▸ Entries provided:
────────────────────

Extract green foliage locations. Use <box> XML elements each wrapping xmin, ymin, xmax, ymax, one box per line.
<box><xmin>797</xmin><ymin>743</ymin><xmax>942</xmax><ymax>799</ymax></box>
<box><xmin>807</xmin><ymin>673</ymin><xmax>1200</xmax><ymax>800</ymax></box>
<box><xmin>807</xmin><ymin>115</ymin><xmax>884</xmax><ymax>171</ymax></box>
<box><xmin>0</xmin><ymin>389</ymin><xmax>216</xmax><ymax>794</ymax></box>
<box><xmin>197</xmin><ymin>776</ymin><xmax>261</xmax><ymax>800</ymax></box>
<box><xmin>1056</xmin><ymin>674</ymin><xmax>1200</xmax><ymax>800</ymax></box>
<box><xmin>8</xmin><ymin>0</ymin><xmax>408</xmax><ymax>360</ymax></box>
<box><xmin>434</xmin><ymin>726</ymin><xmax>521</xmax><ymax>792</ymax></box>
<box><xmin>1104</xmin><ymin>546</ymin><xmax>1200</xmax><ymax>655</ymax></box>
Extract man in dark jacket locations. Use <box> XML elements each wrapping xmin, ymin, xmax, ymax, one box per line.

────────────────────

▸ Action item: Your answer must be the complete data, repeated word for word.

▸ Answer box:
Extract green foliage locations. Use <box> XML elements each wrapping xmin, ymin, xmax, ymax, one box per line.
<box><xmin>797</xmin><ymin>743</ymin><xmax>942</xmax><ymax>799</ymax></box>
<box><xmin>807</xmin><ymin>673</ymin><xmax>1200</xmax><ymax>800</ymax></box>
<box><xmin>807</xmin><ymin>115</ymin><xmax>884</xmax><ymax>171</ymax></box>
<box><xmin>0</xmin><ymin>389</ymin><xmax>216</xmax><ymax>794</ymax></box>
<box><xmin>197</xmin><ymin>776</ymin><xmax>261</xmax><ymax>800</ymax></box>
<box><xmin>1056</xmin><ymin>674</ymin><xmax>1200</xmax><ymax>800</ymax></box>
<box><xmin>8</xmin><ymin>0</ymin><xmax>408</xmax><ymax>360</ymax></box>
<box><xmin>434</xmin><ymin>726</ymin><xmax>521</xmax><ymax>792</ymax></box>
<box><xmin>1104</xmin><ymin>546</ymin><xmax>1200</xmax><ymax>655</ymax></box>
Extract man in dark jacket locations. Use <box> XML elements each wrapping xmin, ymin, xmax, ymax, one box per line.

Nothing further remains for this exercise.